Task instructions: Of all the lines in the material, count those containing the string "cloud" and write only the resulting number.

Input material:
● ● ●

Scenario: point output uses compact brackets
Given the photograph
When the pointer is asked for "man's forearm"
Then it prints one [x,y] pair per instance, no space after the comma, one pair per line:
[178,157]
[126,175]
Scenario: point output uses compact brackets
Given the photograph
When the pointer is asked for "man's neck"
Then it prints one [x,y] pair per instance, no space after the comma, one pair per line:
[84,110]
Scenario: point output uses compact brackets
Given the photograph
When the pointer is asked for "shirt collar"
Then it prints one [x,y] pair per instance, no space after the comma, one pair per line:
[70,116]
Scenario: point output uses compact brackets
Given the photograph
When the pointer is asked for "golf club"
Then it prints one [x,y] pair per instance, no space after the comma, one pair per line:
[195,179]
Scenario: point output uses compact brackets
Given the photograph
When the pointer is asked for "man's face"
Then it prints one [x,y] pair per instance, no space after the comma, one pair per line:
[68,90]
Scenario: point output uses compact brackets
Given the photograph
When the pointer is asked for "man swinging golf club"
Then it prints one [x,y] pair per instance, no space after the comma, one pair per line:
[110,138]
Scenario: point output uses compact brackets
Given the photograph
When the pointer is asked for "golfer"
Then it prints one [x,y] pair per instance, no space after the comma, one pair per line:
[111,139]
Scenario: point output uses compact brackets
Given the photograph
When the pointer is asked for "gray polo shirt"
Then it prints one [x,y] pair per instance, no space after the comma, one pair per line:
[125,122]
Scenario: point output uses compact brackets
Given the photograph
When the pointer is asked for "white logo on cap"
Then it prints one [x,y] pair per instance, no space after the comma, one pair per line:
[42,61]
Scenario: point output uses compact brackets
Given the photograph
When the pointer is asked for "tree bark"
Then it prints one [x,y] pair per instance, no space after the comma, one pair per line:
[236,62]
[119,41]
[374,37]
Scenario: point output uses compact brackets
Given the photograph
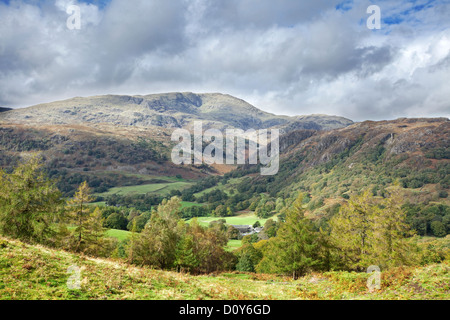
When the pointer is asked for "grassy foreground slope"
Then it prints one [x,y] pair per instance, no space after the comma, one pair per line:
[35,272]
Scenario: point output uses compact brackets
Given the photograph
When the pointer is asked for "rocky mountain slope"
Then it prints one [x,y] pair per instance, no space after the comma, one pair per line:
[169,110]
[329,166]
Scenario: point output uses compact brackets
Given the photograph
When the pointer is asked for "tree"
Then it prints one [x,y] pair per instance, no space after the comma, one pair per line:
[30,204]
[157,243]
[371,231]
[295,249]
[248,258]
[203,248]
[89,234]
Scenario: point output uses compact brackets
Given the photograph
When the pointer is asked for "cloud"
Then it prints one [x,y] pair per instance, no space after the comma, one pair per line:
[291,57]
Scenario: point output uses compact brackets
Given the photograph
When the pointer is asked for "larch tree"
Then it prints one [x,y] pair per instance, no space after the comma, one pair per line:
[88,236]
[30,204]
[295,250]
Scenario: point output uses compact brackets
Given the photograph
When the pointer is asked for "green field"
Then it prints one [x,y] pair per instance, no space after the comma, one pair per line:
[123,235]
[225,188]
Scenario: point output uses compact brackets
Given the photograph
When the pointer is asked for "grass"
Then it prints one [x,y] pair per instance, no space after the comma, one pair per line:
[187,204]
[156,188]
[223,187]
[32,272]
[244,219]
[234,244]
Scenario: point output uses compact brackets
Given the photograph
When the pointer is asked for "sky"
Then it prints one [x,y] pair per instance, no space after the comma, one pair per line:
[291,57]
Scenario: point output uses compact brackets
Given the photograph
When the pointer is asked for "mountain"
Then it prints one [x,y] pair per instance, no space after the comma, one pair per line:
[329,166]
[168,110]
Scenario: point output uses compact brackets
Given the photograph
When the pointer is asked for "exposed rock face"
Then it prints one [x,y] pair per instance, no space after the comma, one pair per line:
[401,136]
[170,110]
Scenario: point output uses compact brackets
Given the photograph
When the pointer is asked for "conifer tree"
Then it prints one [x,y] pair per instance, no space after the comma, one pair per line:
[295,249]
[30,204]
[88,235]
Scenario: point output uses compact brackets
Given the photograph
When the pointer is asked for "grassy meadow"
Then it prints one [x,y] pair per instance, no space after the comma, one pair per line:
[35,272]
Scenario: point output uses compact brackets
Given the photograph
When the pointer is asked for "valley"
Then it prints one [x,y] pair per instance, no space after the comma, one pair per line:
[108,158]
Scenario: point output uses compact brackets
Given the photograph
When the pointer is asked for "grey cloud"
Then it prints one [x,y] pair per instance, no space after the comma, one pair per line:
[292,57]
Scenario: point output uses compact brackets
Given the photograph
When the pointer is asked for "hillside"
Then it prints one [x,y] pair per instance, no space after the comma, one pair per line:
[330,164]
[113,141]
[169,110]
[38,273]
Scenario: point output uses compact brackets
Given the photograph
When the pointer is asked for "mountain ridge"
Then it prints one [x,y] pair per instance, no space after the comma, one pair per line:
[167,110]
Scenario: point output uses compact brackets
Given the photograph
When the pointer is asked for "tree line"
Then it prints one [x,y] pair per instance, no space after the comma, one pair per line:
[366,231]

● ● ●

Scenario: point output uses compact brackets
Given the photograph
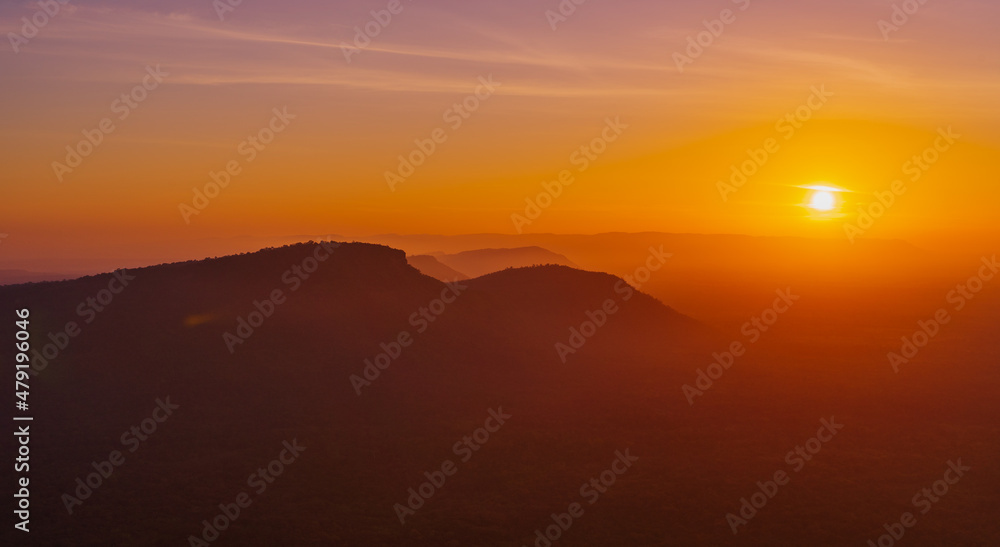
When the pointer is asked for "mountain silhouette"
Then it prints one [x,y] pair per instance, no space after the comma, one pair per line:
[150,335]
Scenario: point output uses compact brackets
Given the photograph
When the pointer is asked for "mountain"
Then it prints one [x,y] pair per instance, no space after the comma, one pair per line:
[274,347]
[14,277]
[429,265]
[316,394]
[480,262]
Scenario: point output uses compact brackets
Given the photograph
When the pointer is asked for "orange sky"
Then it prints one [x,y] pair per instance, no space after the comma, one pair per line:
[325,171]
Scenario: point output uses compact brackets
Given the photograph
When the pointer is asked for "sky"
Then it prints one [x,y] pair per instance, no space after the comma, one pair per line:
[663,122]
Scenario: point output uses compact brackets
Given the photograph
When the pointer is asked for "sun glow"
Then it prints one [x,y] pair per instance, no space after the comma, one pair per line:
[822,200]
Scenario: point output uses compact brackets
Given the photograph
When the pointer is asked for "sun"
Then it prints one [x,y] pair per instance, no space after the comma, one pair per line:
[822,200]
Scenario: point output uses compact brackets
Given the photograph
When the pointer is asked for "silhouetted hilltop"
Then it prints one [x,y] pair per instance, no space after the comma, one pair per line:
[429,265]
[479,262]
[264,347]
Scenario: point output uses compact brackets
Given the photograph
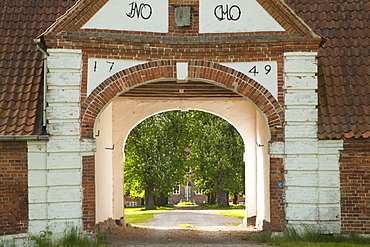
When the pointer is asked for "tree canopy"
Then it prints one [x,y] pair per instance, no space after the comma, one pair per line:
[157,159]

● ● ●

Worked solution: 2